● Selected extract:
Friday, December 16, 2011

This Week, I Am A Scientist

This week, I am a scientist;  I know this, because I have an article in Science

It's nice to have something to point to that my parents can understand.  I don't mean they'll understand the paper, but they'll understand that getting a paper in Science is important, more so than my papers that appear other places.  And because they're probably reading this, I will also point them to the Globe article appearing today about the work, even though the article rightly focuses on the cool and unusual fact that the lead authors are two brothers, David and Yakir Reshef.

I had been planning to write one or more posts about the paper -- both the technical stuff and the great fun I've been having working with David, Yakir, my long-time colleague Hilary Finucane, the truly amazing systems biology professor Pardis Sabeti, and others on this project.  (See Pardis's Wikipedia page or this site to see how Pardis rocks!)  But between Science's "news embargo" policies and my own end-of-semester busy-ness, I blew it.  I'll try to have them out next week.  But for now, for those of you who might be interested, here's the link to the project web page, and here's the abstract:

Detecting Novel Associations in Large Data Sets

Abstract: Identifying interesting relationships between pairs of variables in large data sets is increasingly important. Here, we present a measure of dependence for two-variable relationships: the maximal information coefficient (MIC). MIC captures a wide range of associations both functional and not, and for functional relationships provides a score that roughly equals the coefficient of determination (R2) of the data relative to the regression function. MIC belongs to a larger class of maximal information-based nonparametric exploration (MINE) statistics for identifying and classifying relationships. We apply MIC and MINE to data sets in global health, gene expression, major-league baseball, and the human gut microbiota and identify known and novel relationships.

8 comments:

JeffE said...

getting a paper in Science is important, more so than my papers that appear other places

[citation needed]

Anonymous said...

Hi Mike,

Congratulations -- not just on the placement of this paper in Science, but on the method and analysis in the paper (& suppl mats, of course) itself.

● Given data:
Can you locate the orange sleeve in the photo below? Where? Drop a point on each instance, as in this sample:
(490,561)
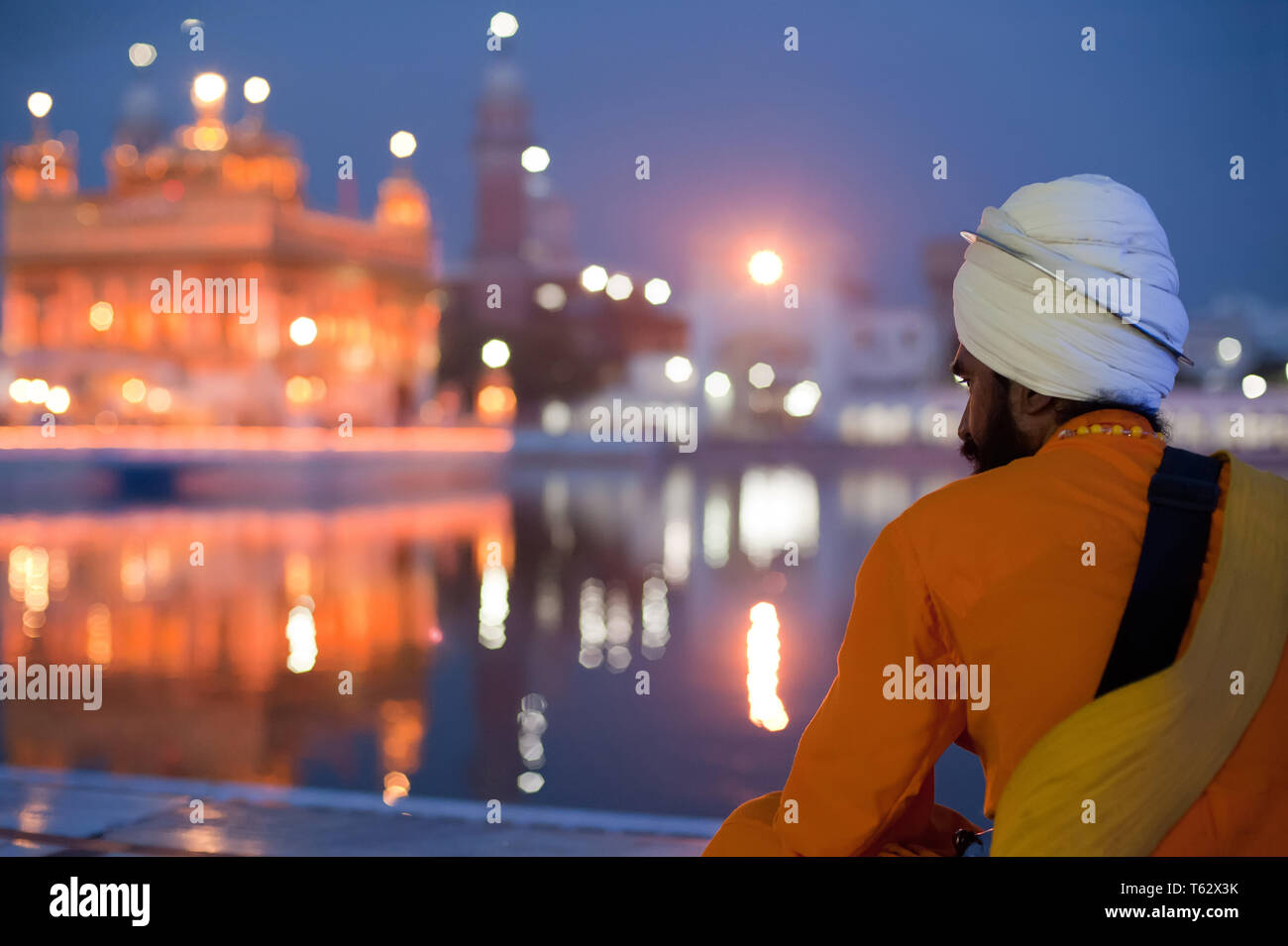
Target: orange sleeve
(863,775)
...
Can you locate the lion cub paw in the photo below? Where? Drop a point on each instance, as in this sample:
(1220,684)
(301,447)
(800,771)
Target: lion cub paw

● Tasks and exercises:
- 1) Answer these about the blog post on the Science paper:
(a) Who are the lead authors of the paper, according to the post?
(b) What does the abbreviation MIC stand for?
(c) To which four kinds of data sets were MIC and MINE applied?
- 2) From the blog post on the Science paper, reproduce the passage that runs from "Friday, December 16, 2011" up to and including "and Yakir Reshef.", word for word.

● Results:
- 1)
(a) David and Yakir Reshef, who are two brothers.
(b) Maximal information coefficient.
(c) Global health, gene expression, major-league baseball, and the human gut microbiota.

- 2)
Friday, December 16, 2011

This Week, I Am A Scientist

This week, I am a scientist;  I know this, because I have an article in Science

It's nice to have something to point to that my parents can understand.  I don't mean they'll understand the paper, but they'll understand that getting a paper in Science is important, more so than my papers that appear other places.  And because they're probably reading this, I will also point them to the Globe article appearing today about the work, even though the article rightly focuses on the cool and unusual fact that the lead authors are two brothers, David and Yakir Reshef.